═══ Dataset records

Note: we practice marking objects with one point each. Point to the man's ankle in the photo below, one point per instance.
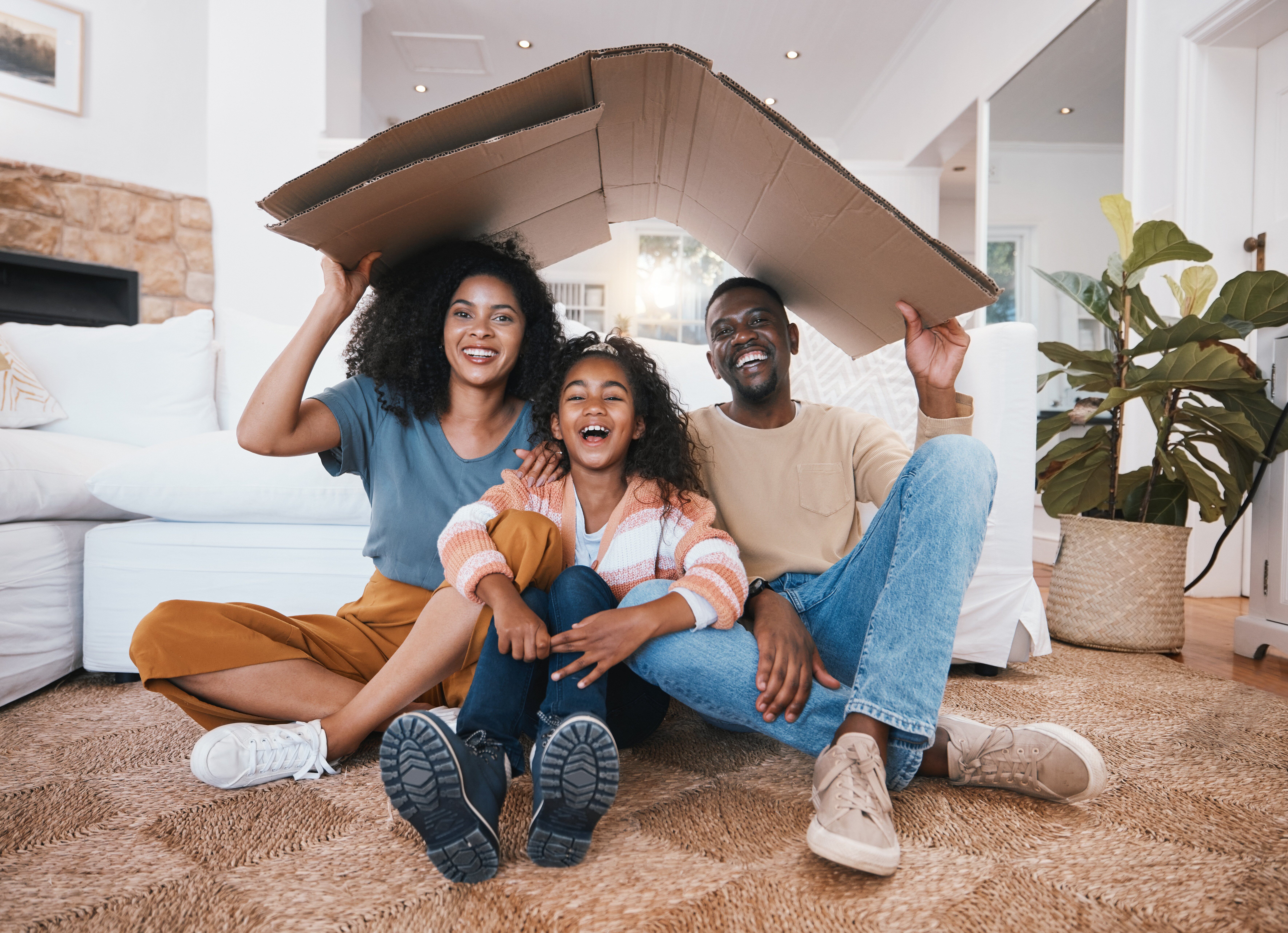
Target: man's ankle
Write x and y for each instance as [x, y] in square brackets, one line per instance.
[866, 725]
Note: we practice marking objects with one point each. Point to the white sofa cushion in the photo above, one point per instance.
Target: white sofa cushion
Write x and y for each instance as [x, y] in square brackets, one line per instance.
[248, 347]
[43, 477]
[24, 402]
[136, 385]
[41, 603]
[209, 478]
[131, 568]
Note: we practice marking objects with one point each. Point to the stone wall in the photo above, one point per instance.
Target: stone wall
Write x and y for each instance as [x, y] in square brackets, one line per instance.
[163, 236]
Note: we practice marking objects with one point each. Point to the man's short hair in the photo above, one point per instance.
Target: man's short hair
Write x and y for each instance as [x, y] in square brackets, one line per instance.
[745, 282]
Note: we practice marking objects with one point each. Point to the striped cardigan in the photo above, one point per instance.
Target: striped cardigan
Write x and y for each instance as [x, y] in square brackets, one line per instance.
[639, 545]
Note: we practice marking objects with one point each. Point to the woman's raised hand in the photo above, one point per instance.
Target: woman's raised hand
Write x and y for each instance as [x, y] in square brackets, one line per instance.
[543, 464]
[344, 286]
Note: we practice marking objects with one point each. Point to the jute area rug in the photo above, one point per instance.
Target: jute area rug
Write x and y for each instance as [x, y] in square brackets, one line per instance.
[104, 828]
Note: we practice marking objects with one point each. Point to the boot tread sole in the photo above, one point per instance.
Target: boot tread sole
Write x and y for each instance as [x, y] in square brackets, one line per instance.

══════

▸ **Work to be completed**: Retype every line of the records above without changing anything, and leave the pictures out of your copy.

▸ **Solution to this exercise**:
Note: we practice marking objects with one point each. Point to the man's ankle in the photo below, one point per instance.
Target: man's ankle
Write x and y for each instance as [x, y] in square brackets, one line per instance.
[866, 725]
Note: we practice marking objects with one point each. Point to the white sofa cushion in the photo above, one point per instance.
Target: white sofa cushion
Write x and y for each instance as [x, y] in square brackets, one line per instance.
[248, 347]
[43, 477]
[24, 402]
[136, 385]
[41, 603]
[209, 478]
[131, 568]
Note: we practice marking objects with one point each. Point to the stone wall in the photo above, one point per instance.
Target: stone wall
Write x and y for each instance as [x, y] in square brackets, one line per instance.
[163, 236]
Note: we practice marking objects with one point each. Point to the man's short hair in the photo above, one point per instance.
Target: man's short hair
Write x and y for each instance as [x, y] in square brackets, one line per instance.
[745, 282]
Note: we practice marking objects with one point each. Point to the striped cardigan in the photo above, one point per instance.
Target: striped cardigan
Write x and y for each instance as [x, y] in square brackets, one line per instance.
[639, 545]
Note: we practice marking objects with one point each. Point to the woman's raised hand in the photo above, one point per instance.
Target: woman's raised hand
Write x and y for each instance as [x, y] in square brackets, one line per instance.
[543, 464]
[344, 286]
Note: we practice marking objects with one point each. Point to the jute area rug in the photo above, one point per instance.
Target: jute area rug
Write x and y for each instance as [x, y] in square brackets, one line per instance.
[104, 828]
Note: we practice marking objects with one point each. Point to the boot tread sole in the photo above, one point per instance.
Target: boot tread sole
Write x and y for each instance as [x, y] in square brackets, one line per instance.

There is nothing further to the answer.